▶ _Work task_
Give back exactly the lines of the material below that start at the line containing "Target: gravel lot surface" and end at the line containing "x=370, y=141", and no others.
-------- Input data --------
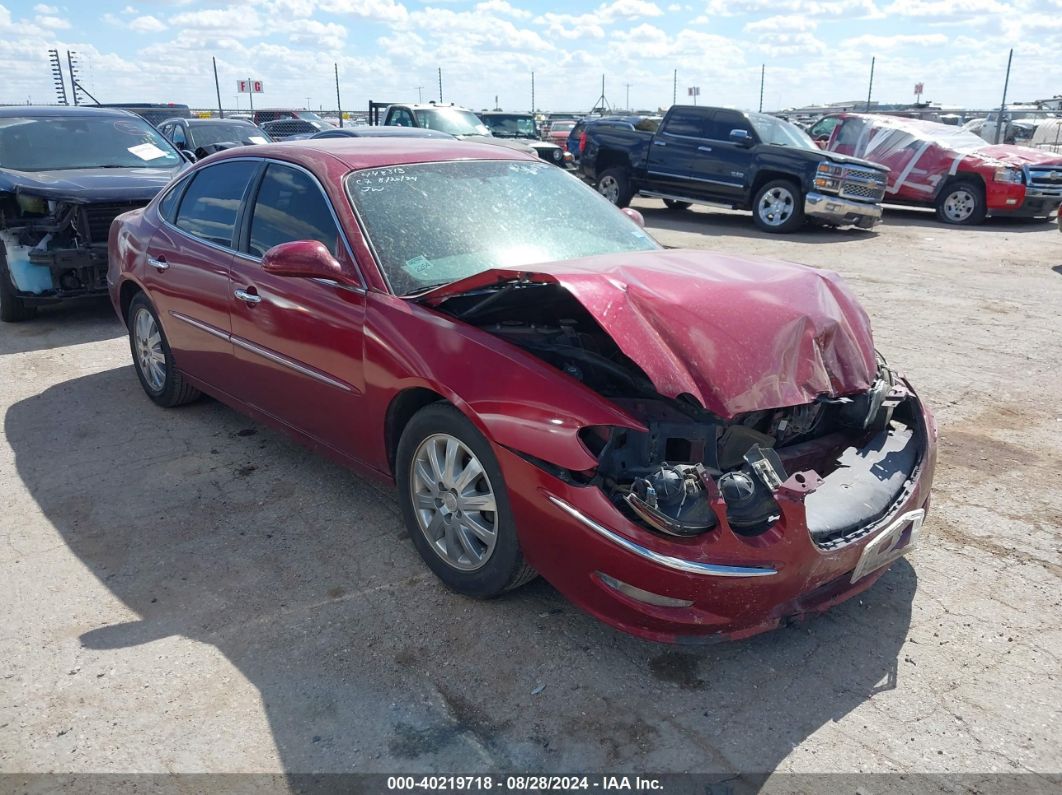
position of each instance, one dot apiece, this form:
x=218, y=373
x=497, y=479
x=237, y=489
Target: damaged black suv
x=65, y=174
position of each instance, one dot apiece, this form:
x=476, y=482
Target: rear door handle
x=247, y=297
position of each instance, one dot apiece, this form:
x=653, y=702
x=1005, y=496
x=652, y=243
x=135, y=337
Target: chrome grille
x=98, y=218
x=1044, y=180
x=862, y=184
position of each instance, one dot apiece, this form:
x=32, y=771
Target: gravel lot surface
x=187, y=591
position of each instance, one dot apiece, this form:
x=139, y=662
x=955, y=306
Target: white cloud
x=500, y=6
x=147, y=24
x=783, y=23
x=387, y=11
x=55, y=23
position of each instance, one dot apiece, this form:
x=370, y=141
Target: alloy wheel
x=454, y=502
x=148, y=343
x=959, y=205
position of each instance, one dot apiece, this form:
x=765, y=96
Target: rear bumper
x=717, y=586
x=841, y=211
x=1031, y=206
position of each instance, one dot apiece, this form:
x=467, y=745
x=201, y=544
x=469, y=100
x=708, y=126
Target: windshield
x=450, y=120
x=207, y=134
x=55, y=143
x=773, y=130
x=435, y=223
x=512, y=126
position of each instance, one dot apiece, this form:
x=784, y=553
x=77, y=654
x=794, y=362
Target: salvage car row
x=550, y=391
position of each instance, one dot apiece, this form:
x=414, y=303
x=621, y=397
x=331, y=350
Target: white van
x=1048, y=136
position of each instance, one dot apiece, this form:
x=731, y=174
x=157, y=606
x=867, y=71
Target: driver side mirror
x=634, y=215
x=740, y=137
x=306, y=258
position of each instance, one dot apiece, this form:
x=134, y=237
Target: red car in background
x=550, y=391
x=946, y=168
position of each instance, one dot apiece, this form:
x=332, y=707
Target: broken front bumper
x=721, y=585
x=841, y=211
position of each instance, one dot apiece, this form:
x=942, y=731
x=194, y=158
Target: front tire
x=615, y=185
x=778, y=207
x=962, y=203
x=456, y=506
x=13, y=309
x=152, y=357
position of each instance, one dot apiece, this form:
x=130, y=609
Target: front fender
x=513, y=398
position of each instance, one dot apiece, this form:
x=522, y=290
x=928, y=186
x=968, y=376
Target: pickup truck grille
x=1044, y=180
x=98, y=218
x=862, y=184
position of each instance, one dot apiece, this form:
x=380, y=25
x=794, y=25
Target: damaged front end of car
x=714, y=491
x=56, y=247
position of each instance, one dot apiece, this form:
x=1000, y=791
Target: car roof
--------
▶ _Result for this task_
Target: gravel lot surface
x=187, y=591
position of each instance, one dot apiece, this form:
x=139, y=662
x=955, y=306
Target: white cloud
x=500, y=6
x=147, y=24
x=783, y=23
x=387, y=11
x=55, y=23
position of each instance, one dot apiece, this form:
x=370, y=141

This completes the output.